**やること:**
1. 医師の支出についての文章では、医師の平均年収はどれくらいとされていますか。
2. 医師の支出についての文章を、最後の文のあとから書き継いでください。

**本文:**
* * * * *
医師に特有の支出が多い理由
医師、とくに一般的な勤務医の先生は、税金の面でとても不利です。
医師の平均年収は約1350万円といわれますが、
年間収支がプラマイゼロ
で生活している人もたくさんいます。
なぜ、こういった「中流階級貧乏」の状態になるのでしょうか。
世間では、こういった中流階級貧乏の原因を
「生活水準が高いから」
という理由を強調し、
- 車は買うな
- マイホームは買うな
- 子供は公立に入学させろ
ということを強調している書籍、ネット情報をたくさんみかけます。
たしかに、お金の知識マネーリテラシーはとても大事です。
このブログでも、
Amazonで大人気の
「お金の大学」両学長@リベ大
をイチ押ししています。
ただ、自分自身が医師である私の意見は少し異なります。
医師、特に医療を真剣に勉強している先生方に多い中流階級貧乏の原因は
自己研鑽に使うお金が多い
ということです。
* * * * *
**領域を指し示すデータ:**
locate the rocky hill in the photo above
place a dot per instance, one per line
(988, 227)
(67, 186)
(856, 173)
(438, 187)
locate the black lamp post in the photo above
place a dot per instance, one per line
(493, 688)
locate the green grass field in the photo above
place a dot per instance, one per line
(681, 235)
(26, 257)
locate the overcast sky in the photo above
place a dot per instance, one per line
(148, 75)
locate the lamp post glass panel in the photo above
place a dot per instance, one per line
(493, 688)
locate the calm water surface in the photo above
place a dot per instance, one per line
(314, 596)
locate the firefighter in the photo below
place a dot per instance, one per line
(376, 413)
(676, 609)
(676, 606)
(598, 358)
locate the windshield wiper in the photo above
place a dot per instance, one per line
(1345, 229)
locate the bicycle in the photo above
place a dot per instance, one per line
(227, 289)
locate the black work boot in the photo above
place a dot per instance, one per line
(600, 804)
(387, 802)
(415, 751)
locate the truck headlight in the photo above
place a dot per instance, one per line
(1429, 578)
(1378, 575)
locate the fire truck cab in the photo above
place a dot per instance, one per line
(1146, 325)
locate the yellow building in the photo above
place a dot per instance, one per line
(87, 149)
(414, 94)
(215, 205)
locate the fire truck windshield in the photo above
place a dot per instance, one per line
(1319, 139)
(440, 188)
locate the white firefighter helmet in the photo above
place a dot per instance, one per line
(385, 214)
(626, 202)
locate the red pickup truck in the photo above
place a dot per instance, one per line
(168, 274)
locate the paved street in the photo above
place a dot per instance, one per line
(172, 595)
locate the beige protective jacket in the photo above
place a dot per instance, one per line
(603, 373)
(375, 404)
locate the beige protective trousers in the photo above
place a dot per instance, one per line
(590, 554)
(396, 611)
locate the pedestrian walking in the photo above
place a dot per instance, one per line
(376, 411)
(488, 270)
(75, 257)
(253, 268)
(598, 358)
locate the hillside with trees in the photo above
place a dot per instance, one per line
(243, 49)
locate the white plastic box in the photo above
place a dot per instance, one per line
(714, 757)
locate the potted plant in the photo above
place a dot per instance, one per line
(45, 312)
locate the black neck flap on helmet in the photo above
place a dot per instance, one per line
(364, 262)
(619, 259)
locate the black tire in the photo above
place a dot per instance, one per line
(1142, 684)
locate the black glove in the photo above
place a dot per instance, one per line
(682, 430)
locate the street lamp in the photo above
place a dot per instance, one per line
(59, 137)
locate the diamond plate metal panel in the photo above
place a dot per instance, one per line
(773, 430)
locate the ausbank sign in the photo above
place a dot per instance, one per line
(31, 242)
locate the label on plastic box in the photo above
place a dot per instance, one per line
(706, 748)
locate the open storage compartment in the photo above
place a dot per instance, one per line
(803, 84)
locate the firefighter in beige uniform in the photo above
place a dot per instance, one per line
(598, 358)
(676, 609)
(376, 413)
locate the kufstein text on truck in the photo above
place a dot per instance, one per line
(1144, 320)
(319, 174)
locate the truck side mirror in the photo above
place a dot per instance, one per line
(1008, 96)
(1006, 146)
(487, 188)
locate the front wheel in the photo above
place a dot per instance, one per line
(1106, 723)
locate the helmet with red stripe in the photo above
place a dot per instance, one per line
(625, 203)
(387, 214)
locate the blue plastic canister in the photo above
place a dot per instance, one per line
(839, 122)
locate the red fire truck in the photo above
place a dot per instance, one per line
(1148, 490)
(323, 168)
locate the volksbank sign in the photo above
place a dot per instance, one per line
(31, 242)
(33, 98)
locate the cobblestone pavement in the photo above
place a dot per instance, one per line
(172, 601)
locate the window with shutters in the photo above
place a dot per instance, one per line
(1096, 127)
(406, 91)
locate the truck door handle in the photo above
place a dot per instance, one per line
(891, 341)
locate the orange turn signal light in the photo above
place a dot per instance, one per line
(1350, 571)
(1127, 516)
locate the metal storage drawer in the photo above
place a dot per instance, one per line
* * * * *
**答え:**
1. 約1350万円といわれています。

2.
医師にとって自己研鑽は必須です。
なぜなら自分の知識、技術が資本だからです。
そして、その知識や技術を診察や手術に活かして、
患者を増やす、手術件数を増やすという結果につなげ、病院の売上に貢献します。
しかし、この自己研鑽に使う費用は、税務上は、
あくまで個人が支出したお金であって「経費」ではありません。
大げさにいうと、
浪費に使ったお金と同じ
ものだと考えられてしまいます。
ちょっと悲しいですが、法律なので仕方がありません。
そして、これが税金の面で大きなデメリットとなります。
個人事業主と医師の収入比較
例えば、
年間の給料が2000万円の医師と、
売上が2000万円の個人事業主を考えます。
自己研鑽、経費にかけているお金を1000万円とします。
※あくまで大まかなイメージを掴んでもらうためで、細かい数字は考慮していません。
一般的な個人事業主などでは、
設備や人材などにお金(経費)を投資をして、
稼ぐ力をアップさせて売上を上げます。
利益 = 売上(2000万) ー 経費(1000万)
となり
利益が1000万円に対し、
税金と保険料は大体317万円になります
手元のお金は
手元のお金 = 利益(1000万円) ー 税金(317万円)
となり
683万円
残るのに対し、
医者個人は給料がそのまま税金として計算されるので、
まず、税金が引かれます。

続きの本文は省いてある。